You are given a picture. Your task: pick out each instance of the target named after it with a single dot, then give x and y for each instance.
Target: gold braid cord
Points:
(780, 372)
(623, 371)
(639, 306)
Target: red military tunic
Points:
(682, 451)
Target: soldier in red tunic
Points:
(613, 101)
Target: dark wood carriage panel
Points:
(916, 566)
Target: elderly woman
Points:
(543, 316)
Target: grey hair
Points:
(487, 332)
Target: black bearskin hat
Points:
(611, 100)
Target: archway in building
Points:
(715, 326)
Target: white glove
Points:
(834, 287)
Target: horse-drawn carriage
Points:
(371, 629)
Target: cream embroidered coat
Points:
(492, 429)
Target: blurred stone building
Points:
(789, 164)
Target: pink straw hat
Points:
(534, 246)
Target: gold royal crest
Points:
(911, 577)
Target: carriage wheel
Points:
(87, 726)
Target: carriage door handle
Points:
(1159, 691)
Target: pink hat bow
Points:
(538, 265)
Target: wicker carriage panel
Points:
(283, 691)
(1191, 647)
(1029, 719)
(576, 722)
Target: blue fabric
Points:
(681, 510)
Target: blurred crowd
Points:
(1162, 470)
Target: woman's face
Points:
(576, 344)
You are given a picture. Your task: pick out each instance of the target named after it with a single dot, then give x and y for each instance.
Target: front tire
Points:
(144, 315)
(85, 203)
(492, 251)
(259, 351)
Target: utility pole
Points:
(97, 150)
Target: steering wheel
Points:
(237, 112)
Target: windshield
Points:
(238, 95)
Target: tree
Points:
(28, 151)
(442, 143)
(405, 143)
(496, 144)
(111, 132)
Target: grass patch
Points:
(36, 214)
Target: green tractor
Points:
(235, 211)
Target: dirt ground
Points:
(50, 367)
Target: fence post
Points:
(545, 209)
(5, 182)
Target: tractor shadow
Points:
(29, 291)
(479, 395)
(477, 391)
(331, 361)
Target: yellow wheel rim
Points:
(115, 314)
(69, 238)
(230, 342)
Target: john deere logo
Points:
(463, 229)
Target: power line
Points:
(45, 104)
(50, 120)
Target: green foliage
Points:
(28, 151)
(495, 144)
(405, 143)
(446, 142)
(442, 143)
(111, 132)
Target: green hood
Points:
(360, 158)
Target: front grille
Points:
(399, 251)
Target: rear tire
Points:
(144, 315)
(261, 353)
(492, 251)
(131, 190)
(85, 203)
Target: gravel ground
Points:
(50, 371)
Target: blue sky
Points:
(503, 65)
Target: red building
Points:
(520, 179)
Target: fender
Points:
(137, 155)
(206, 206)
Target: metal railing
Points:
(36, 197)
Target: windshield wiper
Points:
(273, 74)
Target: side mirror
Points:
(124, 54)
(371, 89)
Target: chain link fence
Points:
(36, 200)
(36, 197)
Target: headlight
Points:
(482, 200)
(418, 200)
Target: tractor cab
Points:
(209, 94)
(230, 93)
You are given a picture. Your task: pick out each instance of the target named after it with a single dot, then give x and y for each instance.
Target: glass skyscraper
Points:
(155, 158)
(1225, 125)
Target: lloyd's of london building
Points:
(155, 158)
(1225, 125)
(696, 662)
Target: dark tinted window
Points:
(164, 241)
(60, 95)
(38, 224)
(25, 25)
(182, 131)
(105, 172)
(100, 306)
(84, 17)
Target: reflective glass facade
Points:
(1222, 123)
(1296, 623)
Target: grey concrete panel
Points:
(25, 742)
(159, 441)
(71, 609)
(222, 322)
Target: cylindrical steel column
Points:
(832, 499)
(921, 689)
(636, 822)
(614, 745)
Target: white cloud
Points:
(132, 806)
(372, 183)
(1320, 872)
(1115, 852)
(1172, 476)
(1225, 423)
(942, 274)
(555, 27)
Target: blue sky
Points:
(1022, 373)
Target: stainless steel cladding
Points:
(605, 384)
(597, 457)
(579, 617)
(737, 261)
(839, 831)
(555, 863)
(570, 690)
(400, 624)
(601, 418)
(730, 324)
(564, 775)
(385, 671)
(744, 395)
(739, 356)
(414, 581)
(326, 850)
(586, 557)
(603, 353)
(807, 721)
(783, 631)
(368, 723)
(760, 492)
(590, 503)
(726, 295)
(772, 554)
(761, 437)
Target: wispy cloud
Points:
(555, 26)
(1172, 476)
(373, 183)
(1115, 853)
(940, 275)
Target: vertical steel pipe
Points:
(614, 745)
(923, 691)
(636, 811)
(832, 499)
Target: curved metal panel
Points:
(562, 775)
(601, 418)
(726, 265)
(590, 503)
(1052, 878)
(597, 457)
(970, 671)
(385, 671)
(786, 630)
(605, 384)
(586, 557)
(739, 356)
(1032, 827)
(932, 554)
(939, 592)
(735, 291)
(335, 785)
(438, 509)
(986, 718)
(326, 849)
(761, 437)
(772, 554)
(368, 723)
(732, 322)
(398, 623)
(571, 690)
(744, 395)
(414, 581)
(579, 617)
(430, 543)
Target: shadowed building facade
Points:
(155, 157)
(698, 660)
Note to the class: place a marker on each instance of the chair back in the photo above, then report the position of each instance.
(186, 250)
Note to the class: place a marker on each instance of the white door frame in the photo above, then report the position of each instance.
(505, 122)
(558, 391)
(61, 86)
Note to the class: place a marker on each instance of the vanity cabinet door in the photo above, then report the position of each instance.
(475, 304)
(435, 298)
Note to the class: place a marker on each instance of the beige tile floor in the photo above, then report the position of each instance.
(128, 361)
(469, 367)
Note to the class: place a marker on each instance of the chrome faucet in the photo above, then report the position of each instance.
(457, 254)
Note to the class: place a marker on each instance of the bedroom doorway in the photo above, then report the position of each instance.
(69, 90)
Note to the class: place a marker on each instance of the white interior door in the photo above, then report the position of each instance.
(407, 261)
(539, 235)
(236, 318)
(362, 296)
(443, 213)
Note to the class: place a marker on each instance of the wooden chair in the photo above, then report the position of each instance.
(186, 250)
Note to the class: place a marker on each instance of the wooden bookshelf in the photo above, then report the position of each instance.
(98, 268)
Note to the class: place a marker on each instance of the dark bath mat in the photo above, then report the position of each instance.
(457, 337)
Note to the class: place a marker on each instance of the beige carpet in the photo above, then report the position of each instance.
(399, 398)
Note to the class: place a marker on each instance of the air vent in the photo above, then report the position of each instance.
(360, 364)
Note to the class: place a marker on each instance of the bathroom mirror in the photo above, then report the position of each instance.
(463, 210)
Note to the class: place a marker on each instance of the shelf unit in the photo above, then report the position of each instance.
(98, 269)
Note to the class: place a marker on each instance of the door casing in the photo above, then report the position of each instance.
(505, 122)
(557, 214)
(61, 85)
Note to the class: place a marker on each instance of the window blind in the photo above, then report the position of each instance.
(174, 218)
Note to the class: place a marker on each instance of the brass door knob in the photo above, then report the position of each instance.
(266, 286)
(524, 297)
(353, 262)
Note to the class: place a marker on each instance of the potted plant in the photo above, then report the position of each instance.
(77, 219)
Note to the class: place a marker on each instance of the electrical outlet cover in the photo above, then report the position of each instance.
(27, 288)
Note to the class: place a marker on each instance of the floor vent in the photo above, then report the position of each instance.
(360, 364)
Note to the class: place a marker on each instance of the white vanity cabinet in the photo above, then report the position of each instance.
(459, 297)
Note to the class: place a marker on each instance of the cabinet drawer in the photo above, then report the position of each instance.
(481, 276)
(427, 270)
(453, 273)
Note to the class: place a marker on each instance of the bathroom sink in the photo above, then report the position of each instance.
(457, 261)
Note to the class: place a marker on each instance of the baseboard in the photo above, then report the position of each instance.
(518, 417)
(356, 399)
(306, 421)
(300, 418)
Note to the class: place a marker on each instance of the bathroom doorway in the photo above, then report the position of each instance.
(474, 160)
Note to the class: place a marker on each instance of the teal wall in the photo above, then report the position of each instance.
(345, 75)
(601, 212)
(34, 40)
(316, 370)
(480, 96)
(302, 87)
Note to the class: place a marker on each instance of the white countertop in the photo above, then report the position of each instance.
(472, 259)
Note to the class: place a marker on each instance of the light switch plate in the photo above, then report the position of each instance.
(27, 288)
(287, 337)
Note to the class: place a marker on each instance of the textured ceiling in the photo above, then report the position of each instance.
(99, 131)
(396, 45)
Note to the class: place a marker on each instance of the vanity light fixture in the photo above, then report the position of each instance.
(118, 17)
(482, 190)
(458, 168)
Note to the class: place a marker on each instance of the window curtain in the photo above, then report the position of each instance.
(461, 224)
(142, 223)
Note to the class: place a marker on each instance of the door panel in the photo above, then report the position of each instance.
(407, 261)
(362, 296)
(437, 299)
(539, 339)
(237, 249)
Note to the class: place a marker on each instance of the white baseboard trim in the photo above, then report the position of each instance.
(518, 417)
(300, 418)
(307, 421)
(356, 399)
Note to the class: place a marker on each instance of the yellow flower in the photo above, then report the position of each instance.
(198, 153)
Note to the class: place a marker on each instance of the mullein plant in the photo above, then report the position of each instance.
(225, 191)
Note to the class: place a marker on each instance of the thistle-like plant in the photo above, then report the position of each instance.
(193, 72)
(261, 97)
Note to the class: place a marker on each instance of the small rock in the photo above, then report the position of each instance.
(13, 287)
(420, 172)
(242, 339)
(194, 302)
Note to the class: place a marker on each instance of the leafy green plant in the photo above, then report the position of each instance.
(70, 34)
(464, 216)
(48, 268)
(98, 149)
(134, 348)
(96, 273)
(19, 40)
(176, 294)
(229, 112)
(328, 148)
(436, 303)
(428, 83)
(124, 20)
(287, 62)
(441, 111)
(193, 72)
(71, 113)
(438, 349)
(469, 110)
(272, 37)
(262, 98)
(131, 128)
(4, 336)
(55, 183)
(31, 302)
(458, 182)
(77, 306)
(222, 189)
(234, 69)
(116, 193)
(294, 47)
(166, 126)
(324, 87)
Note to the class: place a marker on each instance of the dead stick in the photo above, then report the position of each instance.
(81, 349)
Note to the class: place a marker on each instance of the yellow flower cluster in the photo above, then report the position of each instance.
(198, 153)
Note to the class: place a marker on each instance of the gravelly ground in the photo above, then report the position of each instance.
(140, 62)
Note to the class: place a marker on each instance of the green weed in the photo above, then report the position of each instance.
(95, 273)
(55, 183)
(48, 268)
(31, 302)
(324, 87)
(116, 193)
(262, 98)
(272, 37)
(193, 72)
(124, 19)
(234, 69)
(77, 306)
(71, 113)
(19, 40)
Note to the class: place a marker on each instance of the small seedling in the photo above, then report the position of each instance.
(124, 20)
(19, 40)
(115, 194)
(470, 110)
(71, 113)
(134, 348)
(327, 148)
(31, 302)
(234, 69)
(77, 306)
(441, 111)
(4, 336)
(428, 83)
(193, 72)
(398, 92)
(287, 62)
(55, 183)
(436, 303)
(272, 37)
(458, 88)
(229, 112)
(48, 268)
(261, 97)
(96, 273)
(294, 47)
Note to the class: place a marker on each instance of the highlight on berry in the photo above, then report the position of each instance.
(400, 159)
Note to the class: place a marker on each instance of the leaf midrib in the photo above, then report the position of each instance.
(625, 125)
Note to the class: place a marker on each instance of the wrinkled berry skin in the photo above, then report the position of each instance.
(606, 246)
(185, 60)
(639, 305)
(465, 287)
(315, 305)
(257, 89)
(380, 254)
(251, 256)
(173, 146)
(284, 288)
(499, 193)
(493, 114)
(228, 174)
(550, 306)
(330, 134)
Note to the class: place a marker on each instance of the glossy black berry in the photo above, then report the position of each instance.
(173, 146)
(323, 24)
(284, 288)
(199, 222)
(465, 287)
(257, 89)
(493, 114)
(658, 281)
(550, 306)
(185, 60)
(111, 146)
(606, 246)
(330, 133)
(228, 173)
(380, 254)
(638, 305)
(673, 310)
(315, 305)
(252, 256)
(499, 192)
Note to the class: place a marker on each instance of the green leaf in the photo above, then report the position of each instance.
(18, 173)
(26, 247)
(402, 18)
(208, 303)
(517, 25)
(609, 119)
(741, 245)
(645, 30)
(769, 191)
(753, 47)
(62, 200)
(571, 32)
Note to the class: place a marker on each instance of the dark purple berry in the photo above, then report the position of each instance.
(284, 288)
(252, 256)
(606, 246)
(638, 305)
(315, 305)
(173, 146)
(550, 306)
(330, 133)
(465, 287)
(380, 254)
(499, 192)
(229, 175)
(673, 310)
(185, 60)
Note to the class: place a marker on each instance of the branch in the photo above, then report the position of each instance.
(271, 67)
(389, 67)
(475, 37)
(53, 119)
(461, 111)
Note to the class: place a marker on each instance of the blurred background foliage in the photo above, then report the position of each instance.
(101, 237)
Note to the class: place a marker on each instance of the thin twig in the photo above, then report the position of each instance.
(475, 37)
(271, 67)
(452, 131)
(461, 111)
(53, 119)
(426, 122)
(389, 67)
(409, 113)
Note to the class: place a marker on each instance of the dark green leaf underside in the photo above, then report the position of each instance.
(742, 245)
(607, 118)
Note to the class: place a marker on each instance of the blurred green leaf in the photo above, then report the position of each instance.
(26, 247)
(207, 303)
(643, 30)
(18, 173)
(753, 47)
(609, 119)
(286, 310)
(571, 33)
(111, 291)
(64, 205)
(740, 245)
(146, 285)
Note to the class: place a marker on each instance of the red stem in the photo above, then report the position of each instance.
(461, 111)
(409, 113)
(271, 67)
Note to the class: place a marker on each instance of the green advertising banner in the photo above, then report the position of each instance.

▶ _Exercise goal_
Take the lines from the first line of the listing up to and including the line with "Target: soldier in red tunic" and give them again exactly.

▶ _Solved exercise_
You are given a picture. Your task: pick out each instance of the target named after it with a single dot, then give x and y for each instance.
Target: gold braid cord
Points:
(780, 372)
(623, 371)
(639, 306)
Target: red military tunic
Points:
(682, 451)
Target: soldier in red tunic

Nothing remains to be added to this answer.